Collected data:

──────

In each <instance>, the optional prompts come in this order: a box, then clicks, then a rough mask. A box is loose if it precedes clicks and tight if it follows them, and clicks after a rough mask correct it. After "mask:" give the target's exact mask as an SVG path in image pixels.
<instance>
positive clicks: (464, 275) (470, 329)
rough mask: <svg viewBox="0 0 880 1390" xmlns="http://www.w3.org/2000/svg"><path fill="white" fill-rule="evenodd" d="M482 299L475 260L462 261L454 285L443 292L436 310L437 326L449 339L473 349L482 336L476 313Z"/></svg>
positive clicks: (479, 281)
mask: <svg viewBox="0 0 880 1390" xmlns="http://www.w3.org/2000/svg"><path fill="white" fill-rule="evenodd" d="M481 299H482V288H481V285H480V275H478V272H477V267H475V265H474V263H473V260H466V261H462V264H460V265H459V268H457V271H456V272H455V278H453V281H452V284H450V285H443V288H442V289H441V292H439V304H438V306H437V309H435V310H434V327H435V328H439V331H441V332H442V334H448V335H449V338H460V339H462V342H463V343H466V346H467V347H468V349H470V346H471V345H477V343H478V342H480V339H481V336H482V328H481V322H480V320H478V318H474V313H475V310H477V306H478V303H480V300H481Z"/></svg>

──────

→ To do
For this exercise, please copy exactly the lines from the one holding "rough mask: <svg" through the end of the records, the first and last included.

→ Response for this exercise
rough mask: <svg viewBox="0 0 880 1390" xmlns="http://www.w3.org/2000/svg"><path fill="white" fill-rule="evenodd" d="M482 299L475 260L462 261L454 285L443 292L436 310L437 326L449 339L473 349L482 336L476 313Z"/></svg>
positive clicks: (479, 281)
mask: <svg viewBox="0 0 880 1390" xmlns="http://www.w3.org/2000/svg"><path fill="white" fill-rule="evenodd" d="M481 299H482V288H481V285H480V275H478V272H477V267H475V265H474V263H473V260H466V261H462V264H460V265H459V268H457V271H456V272H455V278H453V281H452V284H450V285H443V288H442V289H441V292H439V304H438V306H437V309H435V310H434V327H435V328H439V331H441V332H442V334H448V335H449V338H460V339H462V342H463V343H466V346H467V347H468V349H470V346H471V345H477V343H478V342H480V339H481V336H482V328H481V322H480V320H478V318H474V313H475V310H477V306H478V303H480V300H481Z"/></svg>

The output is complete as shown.